**Fragment strony**
++++++++++++++++++++
Agnieszka Lingas-Łoniewkska. Mam wrażenie, że nie trzeba jej przedstawiać polskim czytelniczkom. Ja miałam na nią chrapkę już od dawna, ale wiecznie coś wpadało w oko i schodziła na dalszy plan. Jednak cały czas w głowie była myśl, że w końcu muszę, bo tyle dobrego o niej czytałam. Widząc serię "Bezlitosna siła" nie zawahałam się. Podjęłam decyzję, że to ten moment kiedy warto w końcu poznać autorkę osobiście, a nie z ocen innych. Na pytanie, dlaczego akurat ten cykle skłonił mnie do bliższego kontaktu powiem tak: tematyka MMA w książkach już mi się przewinęła i skradła moje serce.
Konstanty Lombardzki to nie tylko biznesmen, który odnosi sukcesy w życiu zawodowym. To mężczyzna, który ma swoje tajemnice, o których wie garstka ludzi w tym jego najlepszy przyjaciel Patryk Rotter. Po pracy oraz w wolnym czasie Kostek zakłada na twarz maskę i walczy w podziemiach. Jako niesamowitej klasy zawodnik MMA jest praktycznie nie do pokonania. Wychowany, a raczej wytresowany przez wuja na zasadzie bez uczuć, a z przemocą radzi sobie ze wszystkim. To jednak ma wpływ na jego psychikę i by poradzić sobie z demonami przeszłości poddaje umysł i ciało morderczym treningom i walkom. Zaś w klatce staje się Kastorem, któremu nikt i nic nie zagraża. Jest pewny, że to właśnie wtedy jest sobą.
Prywatnie to dość skryty i władczy mężczyzna pozbawiony empatii. Jednak to wszystko okazuje się być również przyodzianą maską. Gdy w jego firmie pojawia się kobieta, którą miał okazję widzieć już u przyjaciela w klubie Panta Rhei jego serce zaczyna się buntować, a uczucia nie chcą dać się trzymać na wodzy.
Anita Sokół to kobieta, która nie miała i nadal nie ma łatwego życia. Koszmarne wspomnienia z dzieciństwa oraz niezbyt przyjemne kontakty z przybranym bratem odbijają się na psychice, oraz portfelu kobiety. Problemy finansowe powodują, że musi pracować na dwa etaty. Jeden z nich to etat sprzątaczki u Konstantego, drugi to hostessa u Patryka w Panta Rhei.
++++++++++++++++++++
**Treść zadań**
A - Zaktualizuj recenzję, przepisując ją od słów „Konstanty Lombardzki to” i kontynuując aż do słów „wtedy jest sobą.”, z zamianą „Kostek” na „Konstanty”.
B - Napisz dalszy ciąg recenzji książki z serii „Bezlitosna siła”, zaczynając zaraz po jej ostatnim zdaniu.
Poniższe rekordy nie odgrywają tu żadnej roli.

**Dostarczone dane**
++++++++++++++++++++
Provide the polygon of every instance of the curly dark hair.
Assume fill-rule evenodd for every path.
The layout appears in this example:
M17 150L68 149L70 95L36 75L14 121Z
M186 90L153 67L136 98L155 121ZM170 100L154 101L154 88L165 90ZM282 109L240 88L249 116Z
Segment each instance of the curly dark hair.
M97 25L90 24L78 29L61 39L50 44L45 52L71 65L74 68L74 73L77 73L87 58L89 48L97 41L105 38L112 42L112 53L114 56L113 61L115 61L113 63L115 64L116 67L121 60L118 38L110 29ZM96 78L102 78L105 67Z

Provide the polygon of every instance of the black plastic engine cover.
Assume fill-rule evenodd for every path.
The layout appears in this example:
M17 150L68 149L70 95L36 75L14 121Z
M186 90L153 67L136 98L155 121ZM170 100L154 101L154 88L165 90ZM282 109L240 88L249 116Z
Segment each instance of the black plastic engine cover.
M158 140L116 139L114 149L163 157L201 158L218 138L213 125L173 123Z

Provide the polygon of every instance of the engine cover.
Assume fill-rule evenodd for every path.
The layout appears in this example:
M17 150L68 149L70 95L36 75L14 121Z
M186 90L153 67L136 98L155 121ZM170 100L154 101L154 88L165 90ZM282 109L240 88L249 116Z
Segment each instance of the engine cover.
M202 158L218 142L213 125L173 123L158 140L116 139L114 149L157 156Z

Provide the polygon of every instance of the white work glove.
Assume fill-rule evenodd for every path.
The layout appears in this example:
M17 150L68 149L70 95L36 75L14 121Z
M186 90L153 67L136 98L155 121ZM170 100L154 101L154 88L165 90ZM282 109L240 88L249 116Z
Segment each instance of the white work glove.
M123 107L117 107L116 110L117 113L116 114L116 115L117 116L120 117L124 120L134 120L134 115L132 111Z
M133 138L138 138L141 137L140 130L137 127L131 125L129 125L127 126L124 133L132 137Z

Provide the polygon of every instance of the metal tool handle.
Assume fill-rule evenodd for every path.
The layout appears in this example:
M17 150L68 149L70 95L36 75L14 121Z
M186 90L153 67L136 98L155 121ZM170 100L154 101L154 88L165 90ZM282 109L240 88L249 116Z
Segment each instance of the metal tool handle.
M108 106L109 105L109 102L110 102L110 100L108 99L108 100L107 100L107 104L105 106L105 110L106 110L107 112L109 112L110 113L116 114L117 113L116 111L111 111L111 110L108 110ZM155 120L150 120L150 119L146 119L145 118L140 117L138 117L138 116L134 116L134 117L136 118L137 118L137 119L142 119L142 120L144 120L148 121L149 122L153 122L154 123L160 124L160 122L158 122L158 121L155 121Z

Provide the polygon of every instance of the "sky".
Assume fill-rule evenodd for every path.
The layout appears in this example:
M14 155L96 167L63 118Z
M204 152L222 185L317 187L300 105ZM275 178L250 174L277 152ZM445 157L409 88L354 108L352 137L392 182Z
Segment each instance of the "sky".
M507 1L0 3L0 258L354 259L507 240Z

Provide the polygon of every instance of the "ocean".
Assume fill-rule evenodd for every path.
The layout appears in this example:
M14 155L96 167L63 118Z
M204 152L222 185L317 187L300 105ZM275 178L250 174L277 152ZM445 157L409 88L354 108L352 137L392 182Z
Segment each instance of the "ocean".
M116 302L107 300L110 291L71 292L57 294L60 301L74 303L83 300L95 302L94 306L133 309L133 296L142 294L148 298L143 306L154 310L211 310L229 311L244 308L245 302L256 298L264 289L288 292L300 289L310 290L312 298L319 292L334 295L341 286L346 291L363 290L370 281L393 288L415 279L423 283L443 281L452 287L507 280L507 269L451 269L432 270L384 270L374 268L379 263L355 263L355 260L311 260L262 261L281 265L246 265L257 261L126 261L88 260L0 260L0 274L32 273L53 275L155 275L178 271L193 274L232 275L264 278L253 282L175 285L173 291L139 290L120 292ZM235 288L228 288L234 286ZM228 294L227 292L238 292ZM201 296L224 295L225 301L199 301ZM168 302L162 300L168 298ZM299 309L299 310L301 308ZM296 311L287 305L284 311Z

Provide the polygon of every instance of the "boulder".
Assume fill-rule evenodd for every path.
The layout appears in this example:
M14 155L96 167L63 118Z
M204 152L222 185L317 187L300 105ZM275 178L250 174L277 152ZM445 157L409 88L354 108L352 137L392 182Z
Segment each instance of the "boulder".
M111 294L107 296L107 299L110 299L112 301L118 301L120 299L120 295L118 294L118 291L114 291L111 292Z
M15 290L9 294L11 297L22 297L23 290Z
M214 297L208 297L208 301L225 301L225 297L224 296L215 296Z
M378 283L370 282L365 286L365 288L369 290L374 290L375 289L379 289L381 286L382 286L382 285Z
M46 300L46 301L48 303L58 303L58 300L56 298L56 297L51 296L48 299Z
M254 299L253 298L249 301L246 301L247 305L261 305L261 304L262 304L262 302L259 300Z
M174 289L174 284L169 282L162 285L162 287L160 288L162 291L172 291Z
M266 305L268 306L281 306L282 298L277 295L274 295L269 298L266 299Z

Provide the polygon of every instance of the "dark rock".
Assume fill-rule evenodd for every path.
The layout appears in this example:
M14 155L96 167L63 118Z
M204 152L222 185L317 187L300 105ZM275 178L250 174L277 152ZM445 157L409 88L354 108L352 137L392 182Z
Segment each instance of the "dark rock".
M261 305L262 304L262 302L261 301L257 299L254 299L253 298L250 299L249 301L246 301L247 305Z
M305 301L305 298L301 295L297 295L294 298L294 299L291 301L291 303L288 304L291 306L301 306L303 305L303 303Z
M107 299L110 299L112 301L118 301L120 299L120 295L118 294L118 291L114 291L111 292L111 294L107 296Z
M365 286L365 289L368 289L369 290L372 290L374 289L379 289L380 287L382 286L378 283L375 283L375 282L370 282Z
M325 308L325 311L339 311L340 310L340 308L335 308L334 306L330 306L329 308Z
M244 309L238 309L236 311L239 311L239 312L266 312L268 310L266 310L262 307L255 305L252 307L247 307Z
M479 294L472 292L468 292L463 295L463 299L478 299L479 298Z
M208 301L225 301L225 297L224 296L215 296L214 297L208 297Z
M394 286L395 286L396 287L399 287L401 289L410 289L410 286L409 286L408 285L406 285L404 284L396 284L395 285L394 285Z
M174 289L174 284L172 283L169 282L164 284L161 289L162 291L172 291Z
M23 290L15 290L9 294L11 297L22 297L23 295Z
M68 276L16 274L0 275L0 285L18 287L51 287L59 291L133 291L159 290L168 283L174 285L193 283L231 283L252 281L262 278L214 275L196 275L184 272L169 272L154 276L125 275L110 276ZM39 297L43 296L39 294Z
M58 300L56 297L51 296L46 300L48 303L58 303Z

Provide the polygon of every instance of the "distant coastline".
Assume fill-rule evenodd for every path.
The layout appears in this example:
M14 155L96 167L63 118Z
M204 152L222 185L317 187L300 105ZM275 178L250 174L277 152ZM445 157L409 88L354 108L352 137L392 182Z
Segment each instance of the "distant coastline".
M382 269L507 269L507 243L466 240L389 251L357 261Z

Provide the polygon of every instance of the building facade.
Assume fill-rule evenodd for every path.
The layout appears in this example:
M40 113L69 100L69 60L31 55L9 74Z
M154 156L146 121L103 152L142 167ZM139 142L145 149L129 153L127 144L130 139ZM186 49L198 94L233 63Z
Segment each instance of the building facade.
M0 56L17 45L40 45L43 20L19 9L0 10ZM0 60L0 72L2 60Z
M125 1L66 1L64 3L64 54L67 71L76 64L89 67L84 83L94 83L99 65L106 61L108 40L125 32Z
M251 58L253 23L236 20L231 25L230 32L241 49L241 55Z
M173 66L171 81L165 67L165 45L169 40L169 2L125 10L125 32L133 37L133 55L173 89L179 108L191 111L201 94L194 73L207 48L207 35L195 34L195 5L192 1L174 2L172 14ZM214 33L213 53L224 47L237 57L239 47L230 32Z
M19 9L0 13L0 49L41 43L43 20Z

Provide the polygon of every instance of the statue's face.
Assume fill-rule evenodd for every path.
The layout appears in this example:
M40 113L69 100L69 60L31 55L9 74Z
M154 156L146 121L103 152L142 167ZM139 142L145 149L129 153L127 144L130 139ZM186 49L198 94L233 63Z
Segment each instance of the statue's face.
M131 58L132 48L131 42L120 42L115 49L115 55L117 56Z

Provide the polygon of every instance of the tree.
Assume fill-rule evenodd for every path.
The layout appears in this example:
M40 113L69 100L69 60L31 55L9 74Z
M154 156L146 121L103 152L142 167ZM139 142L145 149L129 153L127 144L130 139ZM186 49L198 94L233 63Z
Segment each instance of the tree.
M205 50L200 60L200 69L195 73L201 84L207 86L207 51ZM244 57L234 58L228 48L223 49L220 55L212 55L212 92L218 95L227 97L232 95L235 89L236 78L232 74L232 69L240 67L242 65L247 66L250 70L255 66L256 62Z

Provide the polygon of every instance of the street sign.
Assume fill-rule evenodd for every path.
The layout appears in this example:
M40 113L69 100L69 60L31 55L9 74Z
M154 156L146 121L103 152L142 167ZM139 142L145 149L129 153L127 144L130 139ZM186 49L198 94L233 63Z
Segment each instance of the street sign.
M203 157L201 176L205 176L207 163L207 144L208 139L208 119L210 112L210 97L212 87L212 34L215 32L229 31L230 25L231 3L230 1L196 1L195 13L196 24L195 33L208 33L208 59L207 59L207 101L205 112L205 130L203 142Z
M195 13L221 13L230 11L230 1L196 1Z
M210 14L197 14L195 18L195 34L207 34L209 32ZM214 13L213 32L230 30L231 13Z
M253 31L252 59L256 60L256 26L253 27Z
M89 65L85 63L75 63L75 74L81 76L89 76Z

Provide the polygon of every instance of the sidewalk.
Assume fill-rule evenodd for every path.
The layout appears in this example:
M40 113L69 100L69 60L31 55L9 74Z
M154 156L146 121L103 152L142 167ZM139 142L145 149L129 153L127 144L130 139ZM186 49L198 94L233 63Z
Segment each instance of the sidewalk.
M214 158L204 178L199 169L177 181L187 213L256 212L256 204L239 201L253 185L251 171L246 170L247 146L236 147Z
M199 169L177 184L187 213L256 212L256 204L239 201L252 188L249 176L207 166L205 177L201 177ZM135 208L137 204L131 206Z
++++++++++++++++++++
**Odpowiedzi do zadań**
A -
Konstanty Lombardzki to nie tylko biznesmen, który odnosi sukcesy w życiu zawodowym. To mężczyzna, który ma swoje tajemnice, o których wie garstka ludzi w tym jego najlepszy przyjaciel Patryk Rotter. Po pracy oraz w wolnym czasie Konstanty zakłada na twarz maskę i walczy w podziemiach. Jako niesamowitej klasy zawodnik MMA jest praktycznie nie do pokonania. Wychowany, a raczej wytresowany przez wuja na zasadzie bez uczuć, a z przemocą radzi sobie ze wszystkim. To jednak ma wpływ na jego psychikę i by poradzić sobie z demonami przeszłości poddaje umysł i ciało morderczym treningom i walkom. Zaś w klatce staje się Kastorem, któremu nikt i nic nie zagraża. Jest pewny, że to właśnie wtedy jest sobą.

B -
Każde z nich ma za sobą swoje demony, z którymi starają się zmierzyć najlepiej jak potrafią. Co ciekawe już od pierwszego spotkania (dla niej nieświadomego) między nimi zaczyna iskrzyć. Kostek zaczyna zauważać u siebie uczucia, o których istnieniu nie miał pojęcia, a wszystko to wobec kobiety, jaką jest Anita. Ona natomiast jest zaskoczona swoją reakcją. Do tej pory unikała związków i bała się mężczyzna, a Konstantemu zaufała praktycznie od razu. Czuła się przy nim bezpieczna. Zafascynowana tym niebezpiecznym mężczyzną nie potrafiła, ale i nie chciała stawiać oporu przyciąganiu, jakie między nimi się pojawiło.
Czy dwójka skrzywdzonych ludzi jest w stanie zaufać sobie na tyle, by wyjawić sobie wszystkie ukryte tajemnice? Czy pozwolą by uczucia wzięły górę? Jaką i czy w ogóle widzą przed sobą przyszłość? Czy pokonają własne demony, czy to one pokonają ich?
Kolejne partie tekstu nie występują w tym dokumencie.